• _Exercise prompt_: Reproduce the listing in its entirety. Do not reproduce the pictures.

• _Input material_:
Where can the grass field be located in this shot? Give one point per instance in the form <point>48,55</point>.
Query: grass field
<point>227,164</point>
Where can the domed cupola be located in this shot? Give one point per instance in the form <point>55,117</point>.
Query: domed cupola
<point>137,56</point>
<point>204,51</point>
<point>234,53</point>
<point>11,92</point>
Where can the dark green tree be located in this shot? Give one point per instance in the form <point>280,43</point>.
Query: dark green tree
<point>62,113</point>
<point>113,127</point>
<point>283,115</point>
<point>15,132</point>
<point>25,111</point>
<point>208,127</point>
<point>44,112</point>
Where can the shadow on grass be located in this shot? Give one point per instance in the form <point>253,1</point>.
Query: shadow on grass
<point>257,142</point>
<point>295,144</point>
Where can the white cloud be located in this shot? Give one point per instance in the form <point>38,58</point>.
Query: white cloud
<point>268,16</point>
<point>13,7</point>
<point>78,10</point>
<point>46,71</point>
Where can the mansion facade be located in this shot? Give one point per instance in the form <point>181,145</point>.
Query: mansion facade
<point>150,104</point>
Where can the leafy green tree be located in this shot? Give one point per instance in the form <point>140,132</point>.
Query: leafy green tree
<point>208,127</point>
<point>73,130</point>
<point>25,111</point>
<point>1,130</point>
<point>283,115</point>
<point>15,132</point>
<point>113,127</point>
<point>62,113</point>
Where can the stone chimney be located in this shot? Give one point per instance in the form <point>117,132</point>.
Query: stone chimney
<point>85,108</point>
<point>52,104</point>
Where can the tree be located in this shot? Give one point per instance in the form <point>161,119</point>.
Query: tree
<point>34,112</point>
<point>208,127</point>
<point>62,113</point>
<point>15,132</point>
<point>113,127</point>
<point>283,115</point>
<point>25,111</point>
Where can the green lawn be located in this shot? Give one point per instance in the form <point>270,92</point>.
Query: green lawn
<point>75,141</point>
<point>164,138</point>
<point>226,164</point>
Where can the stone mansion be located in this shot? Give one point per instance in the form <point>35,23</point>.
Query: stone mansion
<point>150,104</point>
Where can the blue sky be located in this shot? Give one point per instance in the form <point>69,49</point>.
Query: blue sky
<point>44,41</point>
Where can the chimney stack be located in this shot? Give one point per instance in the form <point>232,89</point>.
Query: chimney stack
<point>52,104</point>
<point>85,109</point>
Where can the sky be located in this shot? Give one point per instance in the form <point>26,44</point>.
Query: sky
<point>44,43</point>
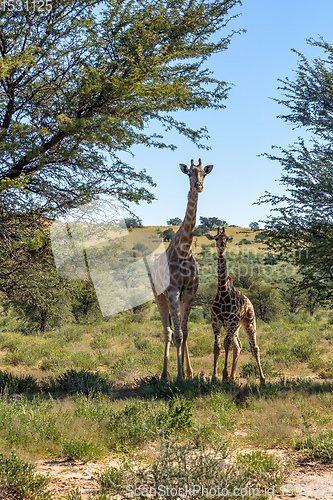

• _Response to this task_:
Where can the grass field be located in this shot? Give one point per instance in the form <point>48,55</point>.
Query: grass field
<point>227,164</point>
Where can the domed cupola be located in this shot? Give one point per instance in the form <point>55,117</point>.
Query: domed cupola
<point>137,56</point>
<point>204,51</point>
<point>234,53</point>
<point>11,92</point>
Where can the dark green tree be located in this shot? Give one point per instance in the form <point>280,43</point>.
Query: dark green tree
<point>62,113</point>
<point>113,127</point>
<point>283,115</point>
<point>15,132</point>
<point>25,111</point>
<point>208,127</point>
<point>44,112</point>
Where can the shadow on grass be located in this shot? Give one point per instance in the form <point>253,1</point>.
Query: shadow on grass
<point>257,142</point>
<point>295,144</point>
Where can the white cloud be located in this shot? Give one point per instance in the form <point>38,58</point>.
Query: white cloud
<point>268,16</point>
<point>13,7</point>
<point>78,10</point>
<point>46,71</point>
Where can the mansion facade be located in this shot? Give one point per instance in the form <point>181,145</point>.
Query: mansion facade
<point>150,104</point>
Where can the leafy green tree be located in this shot? Give one point per instance in the form <point>140,132</point>.
Query: leafy green tree
<point>208,127</point>
<point>73,130</point>
<point>25,111</point>
<point>1,130</point>
<point>283,115</point>
<point>15,132</point>
<point>113,127</point>
<point>62,113</point>
Where can the stone chimney be located in this shot? Give one point per instance in the form <point>117,132</point>.
Query: stone chimney
<point>85,108</point>
<point>52,104</point>
Where can the tree be located in this shot? Give one point per instance in the form <point>161,119</point>.
Query: tree
<point>34,112</point>
<point>208,127</point>
<point>62,113</point>
<point>15,132</point>
<point>113,127</point>
<point>283,115</point>
<point>25,111</point>
Where can the green lawn be located in this shot? Give one point per instance in the form <point>270,92</point>.
Query: green lawn
<point>75,141</point>
<point>164,138</point>
<point>226,164</point>
Where can the stone mansion be located in this shot? Give one point per instance in the form <point>35,23</point>.
Query: stone mansion
<point>150,104</point>
Where can the blue sky be located in this shot? Give one point per instance in the form <point>69,49</point>.
Query: blue sky
<point>44,41</point>
Where can the chimney stack be located in this shot? Give one point per instance in the form <point>232,89</point>.
Query: chimney stack
<point>52,104</point>
<point>85,109</point>
Where can the sky be located in this shot? Give one point per instance in the form <point>26,44</point>.
Query: sky
<point>44,43</point>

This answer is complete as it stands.